**EXERCISE:**
Output each line of the data below as a numbered list, skipping any blank lines.

**EXCERPTED RECORDS:**
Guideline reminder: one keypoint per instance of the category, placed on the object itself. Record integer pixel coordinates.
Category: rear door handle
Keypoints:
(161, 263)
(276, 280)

**ANSWER TO THE PROBLEM:**
1. Guideline reminder: one keypoint per instance of the category, placed on the object itself. Record integer pixel coordinates.
2. Category: rear door handle
3. Keypoints:
4. (161, 263)
5. (276, 280)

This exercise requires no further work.